-- Provided records --
*** Block opens ***
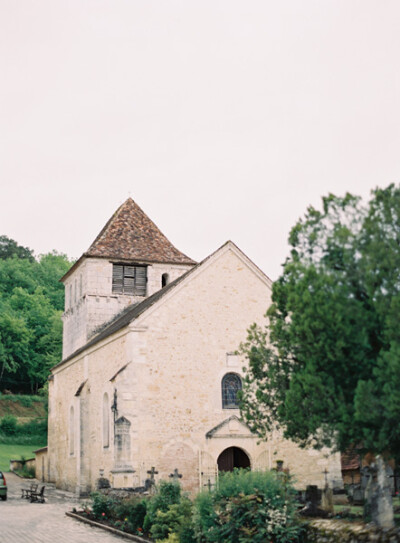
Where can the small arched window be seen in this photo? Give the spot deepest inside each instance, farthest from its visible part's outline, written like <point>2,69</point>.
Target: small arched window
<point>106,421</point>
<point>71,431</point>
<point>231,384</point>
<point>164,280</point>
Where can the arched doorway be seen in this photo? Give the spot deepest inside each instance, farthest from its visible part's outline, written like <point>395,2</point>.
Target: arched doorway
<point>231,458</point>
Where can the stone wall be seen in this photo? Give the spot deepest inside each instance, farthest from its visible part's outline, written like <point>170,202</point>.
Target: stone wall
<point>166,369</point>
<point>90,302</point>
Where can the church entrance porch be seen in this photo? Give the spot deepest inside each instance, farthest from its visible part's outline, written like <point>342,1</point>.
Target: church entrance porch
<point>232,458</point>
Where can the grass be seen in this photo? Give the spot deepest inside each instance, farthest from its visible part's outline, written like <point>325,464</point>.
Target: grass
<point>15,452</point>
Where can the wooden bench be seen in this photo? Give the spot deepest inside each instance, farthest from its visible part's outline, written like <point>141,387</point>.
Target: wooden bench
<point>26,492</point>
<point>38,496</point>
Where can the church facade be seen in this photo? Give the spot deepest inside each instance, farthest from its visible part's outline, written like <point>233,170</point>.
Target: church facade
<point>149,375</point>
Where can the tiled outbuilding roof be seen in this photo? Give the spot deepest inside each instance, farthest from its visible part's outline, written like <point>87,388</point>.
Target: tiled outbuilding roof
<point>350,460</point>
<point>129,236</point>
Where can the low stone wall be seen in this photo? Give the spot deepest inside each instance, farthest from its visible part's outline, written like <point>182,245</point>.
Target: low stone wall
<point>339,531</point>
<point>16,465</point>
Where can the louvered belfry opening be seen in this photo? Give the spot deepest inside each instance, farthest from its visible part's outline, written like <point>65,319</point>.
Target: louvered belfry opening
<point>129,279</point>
*** Block closes ***
*** Block opens ***
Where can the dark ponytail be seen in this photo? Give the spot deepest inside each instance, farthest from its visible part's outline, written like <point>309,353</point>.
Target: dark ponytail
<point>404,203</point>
*** Block closes ***
*** Block opens ***
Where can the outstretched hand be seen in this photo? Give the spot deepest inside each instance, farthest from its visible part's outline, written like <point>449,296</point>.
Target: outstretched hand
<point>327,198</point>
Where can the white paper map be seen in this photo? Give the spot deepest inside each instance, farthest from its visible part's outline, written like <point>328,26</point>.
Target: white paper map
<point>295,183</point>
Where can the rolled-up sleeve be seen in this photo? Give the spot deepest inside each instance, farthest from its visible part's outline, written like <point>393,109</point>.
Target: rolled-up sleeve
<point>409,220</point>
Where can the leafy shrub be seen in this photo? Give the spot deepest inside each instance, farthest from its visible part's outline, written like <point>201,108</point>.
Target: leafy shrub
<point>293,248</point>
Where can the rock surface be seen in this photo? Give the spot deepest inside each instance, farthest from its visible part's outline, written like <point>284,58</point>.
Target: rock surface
*** Block closes ***
-- Exercise instructions --
Take the line above containing "Target: rolled-up sleeve", the line containing "Target: rock surface", and all lines in between, and copy them exactly without anything else.

-- Finished task --
Target: rolled-up sleeve
<point>409,220</point>
Where can the leafy shrub be seen in this photo? Give the spot deepest inside each instance, farthest from its visible part's outline, written like <point>201,108</point>.
Target: leafy shrub
<point>293,248</point>
Where can the rock surface be seen in this photo? Give the spot deepest inside each instance, farthest from its visible part's outline, written like <point>284,58</point>.
Target: rock surface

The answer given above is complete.